* [Brief] Rewrite every line of the records below as a numbered list, omitting any blank lines.

(Stored data entries)
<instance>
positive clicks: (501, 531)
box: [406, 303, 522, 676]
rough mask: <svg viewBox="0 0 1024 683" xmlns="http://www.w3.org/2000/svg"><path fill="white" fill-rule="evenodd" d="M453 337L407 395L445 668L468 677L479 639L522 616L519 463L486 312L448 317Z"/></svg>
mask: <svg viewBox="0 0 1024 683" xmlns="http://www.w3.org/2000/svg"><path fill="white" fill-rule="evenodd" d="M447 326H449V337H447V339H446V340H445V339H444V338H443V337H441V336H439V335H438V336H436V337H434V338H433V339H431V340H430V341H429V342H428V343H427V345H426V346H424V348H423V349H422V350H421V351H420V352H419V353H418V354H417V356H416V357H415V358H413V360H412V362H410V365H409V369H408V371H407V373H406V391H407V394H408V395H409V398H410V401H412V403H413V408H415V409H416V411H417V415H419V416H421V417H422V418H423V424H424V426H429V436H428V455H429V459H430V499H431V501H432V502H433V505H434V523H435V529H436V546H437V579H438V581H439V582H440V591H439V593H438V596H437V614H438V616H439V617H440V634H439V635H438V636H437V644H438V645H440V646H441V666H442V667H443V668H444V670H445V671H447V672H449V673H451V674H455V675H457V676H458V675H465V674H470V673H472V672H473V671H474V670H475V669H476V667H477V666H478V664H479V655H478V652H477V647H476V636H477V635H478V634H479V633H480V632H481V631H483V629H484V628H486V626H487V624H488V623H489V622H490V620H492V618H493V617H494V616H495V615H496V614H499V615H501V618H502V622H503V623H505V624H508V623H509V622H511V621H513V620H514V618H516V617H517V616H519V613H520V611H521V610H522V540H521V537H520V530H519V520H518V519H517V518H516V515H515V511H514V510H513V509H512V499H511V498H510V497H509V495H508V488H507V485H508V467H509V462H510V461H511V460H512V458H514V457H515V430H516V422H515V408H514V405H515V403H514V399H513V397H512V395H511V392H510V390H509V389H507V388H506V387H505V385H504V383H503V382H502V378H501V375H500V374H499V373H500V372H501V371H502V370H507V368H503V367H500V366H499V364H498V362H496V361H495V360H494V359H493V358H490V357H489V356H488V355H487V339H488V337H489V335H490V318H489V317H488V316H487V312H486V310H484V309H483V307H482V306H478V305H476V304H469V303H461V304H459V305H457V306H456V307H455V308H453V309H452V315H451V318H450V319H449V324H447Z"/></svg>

* [Answer to this task]
1. <instance>
2. positive clicks: (501, 531)
3. box: [406, 303, 522, 676]
4. rough mask: <svg viewBox="0 0 1024 683" xmlns="http://www.w3.org/2000/svg"><path fill="white" fill-rule="evenodd" d="M453 337L407 395L445 668L468 677L479 639L522 616L519 463L486 312L448 317Z"/></svg>
5. mask: <svg viewBox="0 0 1024 683" xmlns="http://www.w3.org/2000/svg"><path fill="white" fill-rule="evenodd" d="M447 326H449V337H447V339H446V340H445V339H444V338H443V337H441V336H439V335H438V336H436V337H434V338H433V339H431V340H430V341H429V342H428V343H427V345H426V346H424V348H423V349H422V350H421V351H420V352H419V353H418V354H417V356H416V357H415V358H413V360H412V362H410V365H409V369H408V371H407V373H406V391H407V394H408V395H409V398H410V401H412V403H413V408H415V409H416V411H417V415H419V416H421V417H422V418H423V424H424V426H429V436H428V455H429V459H430V499H431V501H432V502H433V505H434V523H435V529H436V546H437V579H438V581H439V582H440V591H439V593H438V596H437V614H438V616H439V617H440V634H439V635H438V636H437V644H438V645H440V646H441V666H442V667H443V668H444V670H445V671H447V672H449V673H451V674H455V675H457V676H458V675H465V674H470V673H472V672H473V671H474V670H475V669H476V667H477V666H478V664H479V655H478V652H477V647H476V636H477V635H478V634H479V633H480V632H481V631H483V629H484V628H486V626H487V624H488V623H489V622H490V620H492V618H493V617H494V616H495V615H496V614H499V615H501V618H502V622H503V623H505V624H508V623H509V622H511V621H513V620H514V618H516V617H517V616H519V613H520V611H521V610H522V540H521V537H520V530H519V520H518V519H517V518H516V515H515V511H514V510H513V509H512V499H511V498H510V497H509V495H508V488H507V485H508V467H509V462H510V461H511V460H512V458H514V457H515V430H516V422H515V408H514V405H515V403H514V399H513V397H512V395H511V392H510V390H509V389H507V388H506V387H505V385H504V383H503V382H502V378H501V375H500V374H499V373H500V372H501V371H502V370H507V368H503V367H500V366H499V364H498V362H496V361H495V360H494V359H493V358H490V357H489V356H488V355H487V339H488V337H489V335H490V318H489V317H488V316H487V312H486V310H484V309H483V307H482V306H478V305H476V304H469V303H461V304H459V305H457V306H456V307H455V308H453V309H452V315H451V318H450V319H449V324H447Z"/></svg>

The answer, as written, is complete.